▶ **The task**
Gather every line in the data below that contains the word "blue".

▶ **Records supplied**
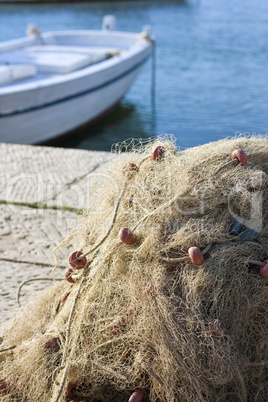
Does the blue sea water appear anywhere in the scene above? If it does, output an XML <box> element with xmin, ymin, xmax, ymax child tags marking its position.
<box><xmin>0</xmin><ymin>0</ymin><xmax>268</xmax><ymax>150</ymax></box>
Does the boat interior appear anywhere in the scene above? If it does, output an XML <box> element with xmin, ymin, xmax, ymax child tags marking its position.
<box><xmin>0</xmin><ymin>31</ymin><xmax>137</xmax><ymax>87</ymax></box>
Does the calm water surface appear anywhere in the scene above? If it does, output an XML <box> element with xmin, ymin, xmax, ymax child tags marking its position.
<box><xmin>0</xmin><ymin>0</ymin><xmax>268</xmax><ymax>150</ymax></box>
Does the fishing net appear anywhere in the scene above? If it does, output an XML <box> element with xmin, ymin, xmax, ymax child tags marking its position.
<box><xmin>0</xmin><ymin>136</ymin><xmax>268</xmax><ymax>402</ymax></box>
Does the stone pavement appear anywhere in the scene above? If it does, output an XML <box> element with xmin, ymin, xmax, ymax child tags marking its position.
<box><xmin>0</xmin><ymin>143</ymin><xmax>112</xmax><ymax>334</ymax></box>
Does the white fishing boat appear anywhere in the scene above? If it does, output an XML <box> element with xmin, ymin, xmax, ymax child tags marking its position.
<box><xmin>0</xmin><ymin>16</ymin><xmax>153</xmax><ymax>144</ymax></box>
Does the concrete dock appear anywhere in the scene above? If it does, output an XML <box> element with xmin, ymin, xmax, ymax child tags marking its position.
<box><xmin>0</xmin><ymin>143</ymin><xmax>112</xmax><ymax>335</ymax></box>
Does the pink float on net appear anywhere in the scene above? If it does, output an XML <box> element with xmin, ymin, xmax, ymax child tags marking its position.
<box><xmin>231</xmin><ymin>149</ymin><xmax>248</xmax><ymax>166</ymax></box>
<box><xmin>69</xmin><ymin>251</ymin><xmax>87</xmax><ymax>269</ymax></box>
<box><xmin>188</xmin><ymin>247</ymin><xmax>205</xmax><ymax>266</ymax></box>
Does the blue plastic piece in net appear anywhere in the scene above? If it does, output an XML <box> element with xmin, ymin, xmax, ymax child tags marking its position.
<box><xmin>230</xmin><ymin>219</ymin><xmax>243</xmax><ymax>236</ymax></box>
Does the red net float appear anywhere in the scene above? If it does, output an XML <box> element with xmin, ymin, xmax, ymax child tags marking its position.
<box><xmin>260</xmin><ymin>260</ymin><xmax>268</xmax><ymax>278</ymax></box>
<box><xmin>44</xmin><ymin>337</ymin><xmax>60</xmax><ymax>352</ymax></box>
<box><xmin>61</xmin><ymin>291</ymin><xmax>71</xmax><ymax>303</ymax></box>
<box><xmin>231</xmin><ymin>149</ymin><xmax>248</xmax><ymax>166</ymax></box>
<box><xmin>206</xmin><ymin>324</ymin><xmax>223</xmax><ymax>338</ymax></box>
<box><xmin>128</xmin><ymin>389</ymin><xmax>145</xmax><ymax>402</ymax></box>
<box><xmin>65</xmin><ymin>382</ymin><xmax>77</xmax><ymax>398</ymax></box>
<box><xmin>69</xmin><ymin>251</ymin><xmax>87</xmax><ymax>269</ymax></box>
<box><xmin>0</xmin><ymin>378</ymin><xmax>7</xmax><ymax>396</ymax></box>
<box><xmin>151</xmin><ymin>145</ymin><xmax>165</xmax><ymax>161</ymax></box>
<box><xmin>122</xmin><ymin>162</ymin><xmax>139</xmax><ymax>178</ymax></box>
<box><xmin>113</xmin><ymin>317</ymin><xmax>127</xmax><ymax>335</ymax></box>
<box><xmin>119</xmin><ymin>228</ymin><xmax>135</xmax><ymax>246</ymax></box>
<box><xmin>65</xmin><ymin>267</ymin><xmax>75</xmax><ymax>283</ymax></box>
<box><xmin>188</xmin><ymin>247</ymin><xmax>205</xmax><ymax>266</ymax></box>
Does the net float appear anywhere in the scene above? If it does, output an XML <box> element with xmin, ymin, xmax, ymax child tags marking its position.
<box><xmin>188</xmin><ymin>247</ymin><xmax>205</xmax><ymax>266</ymax></box>
<box><xmin>231</xmin><ymin>149</ymin><xmax>248</xmax><ymax>166</ymax></box>
<box><xmin>119</xmin><ymin>228</ymin><xmax>135</xmax><ymax>246</ymax></box>
<box><xmin>128</xmin><ymin>389</ymin><xmax>145</xmax><ymax>402</ymax></box>
<box><xmin>61</xmin><ymin>291</ymin><xmax>71</xmax><ymax>303</ymax></box>
<box><xmin>65</xmin><ymin>267</ymin><xmax>76</xmax><ymax>283</ymax></box>
<box><xmin>113</xmin><ymin>317</ymin><xmax>127</xmax><ymax>335</ymax></box>
<box><xmin>151</xmin><ymin>145</ymin><xmax>165</xmax><ymax>161</ymax></box>
<box><xmin>44</xmin><ymin>337</ymin><xmax>60</xmax><ymax>352</ymax></box>
<box><xmin>65</xmin><ymin>382</ymin><xmax>78</xmax><ymax>398</ymax></box>
<box><xmin>260</xmin><ymin>260</ymin><xmax>268</xmax><ymax>278</ymax></box>
<box><xmin>122</xmin><ymin>162</ymin><xmax>139</xmax><ymax>178</ymax></box>
<box><xmin>145</xmin><ymin>285</ymin><xmax>157</xmax><ymax>296</ymax></box>
<box><xmin>68</xmin><ymin>251</ymin><xmax>87</xmax><ymax>269</ymax></box>
<box><xmin>206</xmin><ymin>324</ymin><xmax>223</xmax><ymax>338</ymax></box>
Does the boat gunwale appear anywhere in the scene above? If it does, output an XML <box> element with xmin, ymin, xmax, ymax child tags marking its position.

▶ **Response to this task**
Does the blue sea water appear anywhere in the scene above? If it does, output an XML <box> element with xmin, ymin, xmax, ymax child tags marking its position.
Does the blue plastic piece in net appear anywhere in the scene above? If it does, output an XML <box> element with xmin, ymin, xmax, ymax child tags marking its position.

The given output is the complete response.